### Do this
Format the lines below as a numbered list, omitting any blank lines. Exclude the picture from the output.

### Data section
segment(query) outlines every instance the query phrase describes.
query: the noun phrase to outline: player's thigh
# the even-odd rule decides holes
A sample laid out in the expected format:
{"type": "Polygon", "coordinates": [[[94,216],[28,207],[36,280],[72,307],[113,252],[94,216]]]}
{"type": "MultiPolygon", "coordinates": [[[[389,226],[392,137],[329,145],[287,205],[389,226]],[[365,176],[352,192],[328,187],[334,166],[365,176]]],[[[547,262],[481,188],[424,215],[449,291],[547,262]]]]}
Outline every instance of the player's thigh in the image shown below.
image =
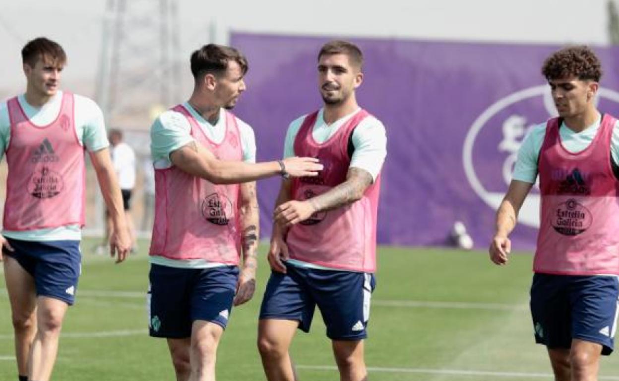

### Problem solution
1. segment(query) outlines every instance the query phrase describes.
2. query: the noun phrase to outline: player's thigh
3. # the even-odd rule decides holes
4. A sample laid out in the expected format:
5. {"type": "Polygon", "coordinates": [[[94,216],[28,207],[36,280],[72,307],[113,252],[94,216]]]}
6. {"type": "MultiPolygon", "coordinates": [[[[389,226],[392,137],[329,145],[287,205],[389,226]],[[365,176],[352,192],[328,187],[334,166],[365,176]]],[[[547,262],[481,188],[424,215],[449,291],[547,262]]]]}
7. Outline every instance of the player's thigh in the image shown below.
8. image =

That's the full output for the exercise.